• [SOURCE PASSAGE]
----

Sunday, October 12, 2025

1-1-1: Marvel Zombies

2025, 4 episodes - Disney+
Created by Brian Andrews and Zeb Wells


The What 100
:In an alternate reality, a zombie plague has ravaged the earth. The survivors are few and the struggle grows increasingly dire. The zombies are not just mindless, hungering hordes, but being controlled by the Scarlet Witch. Despite seeking complete assimilation the witch has set her focus on Ms. Marvel Kamala Khan who seems to be more important than any other survivor, and not just because Kamala has the maguffin that may just cure the whole thing.

(1 Great) It's no secret that for many Avengers: Endgame was a definitive stopping point and that the MCU has largely been pointless excess since. The "Phase 4" expansion, introducing new characters across movies and television, and introducing new "grand arc" threads of the multiverse proved too much for not just much of the general audience, but also too much for Marvel Studios to replicate the success of the past.

But for all the wobbliness of Phases 4 and 5 (and the uncertainty of Phase 6) what has never failed the Marvel Cinematic Universe was great casting. Marvel Zombies, an animated series spinning out of an episode of the animated multiversal anthology What If?, puts a spotlight on all those great casting choices, starting with Iman Vellani, who has never been anything but spectacularly charming and delightful in the role of Kamala Khan. (Also, in recent years in the Marvel Comics, Ms. Marvel has been portrayed as one of the main survivors of many different possible apocalypses, so it's nice to see that into play here as well).

The series opens with Kamala, Hawkeye Kate Bishop (Hailee Steinfeld), and Riri Williams (Dominique Thorne) finding food and resources while dodging regular zombies as well as "turned" superheroes. They discover a Pym-particles-shrunken unit that may just be Earth's last hope at salvation and they meet the Blade Knight (a Blade-Moon Knight hybrid, designed to be Mahershala Ali's Blade-that-never-happened, but voiced by Todd Williams) who helps them on their journey to try and find a rocket that will get them into space. Along the way they meet Russian heroes Yelena Belova and Red Guardian (Florence Pugh and David Harbour) as well as Shang-Chi(Simu Liu), his friend Katie (Awkwafina), Jimmy Woo (Randall Park) and the silent assassin Death Dealer. They hitch a ride on the floating prison, the Raft, operated as a survivor's community by Baron Zemo (Rama Vallury subbing in for Daniel Bruhl) and John Walker (Wyatt Russell). Eventually they meet up with Spider-Man (Hudson Thames, voice mimicking Tom Holland) and head-in-a-jar Scott Lang (Paul Rudd) and make their way to New Asgard seeking the assistance of Valkyrie (Tessa Thompson).

----

• [TASK TO COMPLETE]
In the review of Marvel Zombies, who voices the Blade Knight?

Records
----

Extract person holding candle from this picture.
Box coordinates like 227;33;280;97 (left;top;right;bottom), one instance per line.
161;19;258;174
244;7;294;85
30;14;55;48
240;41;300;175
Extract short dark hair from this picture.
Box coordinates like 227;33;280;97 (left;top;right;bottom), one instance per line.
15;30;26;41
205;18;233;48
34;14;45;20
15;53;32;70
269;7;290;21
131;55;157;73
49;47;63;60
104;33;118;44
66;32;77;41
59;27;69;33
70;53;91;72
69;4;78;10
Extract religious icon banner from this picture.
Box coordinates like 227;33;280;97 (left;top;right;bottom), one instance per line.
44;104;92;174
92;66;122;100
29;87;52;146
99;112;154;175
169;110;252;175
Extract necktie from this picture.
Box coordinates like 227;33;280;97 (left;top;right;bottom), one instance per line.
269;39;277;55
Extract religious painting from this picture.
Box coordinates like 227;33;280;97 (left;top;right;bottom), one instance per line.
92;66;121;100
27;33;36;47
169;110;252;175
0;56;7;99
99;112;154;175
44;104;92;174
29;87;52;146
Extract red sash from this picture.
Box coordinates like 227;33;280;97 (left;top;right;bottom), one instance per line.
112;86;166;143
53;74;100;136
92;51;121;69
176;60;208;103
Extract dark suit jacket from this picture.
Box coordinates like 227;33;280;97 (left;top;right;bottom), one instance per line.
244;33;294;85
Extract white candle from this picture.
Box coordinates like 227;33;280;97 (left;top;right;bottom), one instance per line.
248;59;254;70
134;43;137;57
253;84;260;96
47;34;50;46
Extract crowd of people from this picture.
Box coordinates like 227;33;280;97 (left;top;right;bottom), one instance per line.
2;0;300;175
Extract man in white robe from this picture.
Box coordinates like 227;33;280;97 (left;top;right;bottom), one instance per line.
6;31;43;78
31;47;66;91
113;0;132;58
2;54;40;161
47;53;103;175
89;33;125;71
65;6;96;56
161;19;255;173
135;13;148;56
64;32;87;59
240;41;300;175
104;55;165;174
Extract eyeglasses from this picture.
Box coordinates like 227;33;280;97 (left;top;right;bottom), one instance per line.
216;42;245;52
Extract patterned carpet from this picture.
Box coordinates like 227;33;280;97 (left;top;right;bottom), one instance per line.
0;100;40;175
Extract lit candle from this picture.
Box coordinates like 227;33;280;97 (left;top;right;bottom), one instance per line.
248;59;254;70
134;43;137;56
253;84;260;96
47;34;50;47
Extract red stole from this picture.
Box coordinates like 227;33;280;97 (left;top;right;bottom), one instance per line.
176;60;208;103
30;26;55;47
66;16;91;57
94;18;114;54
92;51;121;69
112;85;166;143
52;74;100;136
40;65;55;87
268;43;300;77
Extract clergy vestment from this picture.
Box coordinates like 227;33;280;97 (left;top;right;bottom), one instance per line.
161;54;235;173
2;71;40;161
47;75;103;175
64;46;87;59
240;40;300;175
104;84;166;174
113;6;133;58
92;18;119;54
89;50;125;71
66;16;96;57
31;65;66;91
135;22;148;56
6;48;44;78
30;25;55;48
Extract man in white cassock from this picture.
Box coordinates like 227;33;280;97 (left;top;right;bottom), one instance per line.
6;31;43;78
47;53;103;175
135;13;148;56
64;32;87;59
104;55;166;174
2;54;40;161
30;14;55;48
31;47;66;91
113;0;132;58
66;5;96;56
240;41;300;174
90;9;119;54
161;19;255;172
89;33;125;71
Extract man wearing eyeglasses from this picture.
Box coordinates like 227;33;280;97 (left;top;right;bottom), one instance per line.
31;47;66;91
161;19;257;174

----

• [TASK SOLUTION]
Todd Williams voices the Blade Knight.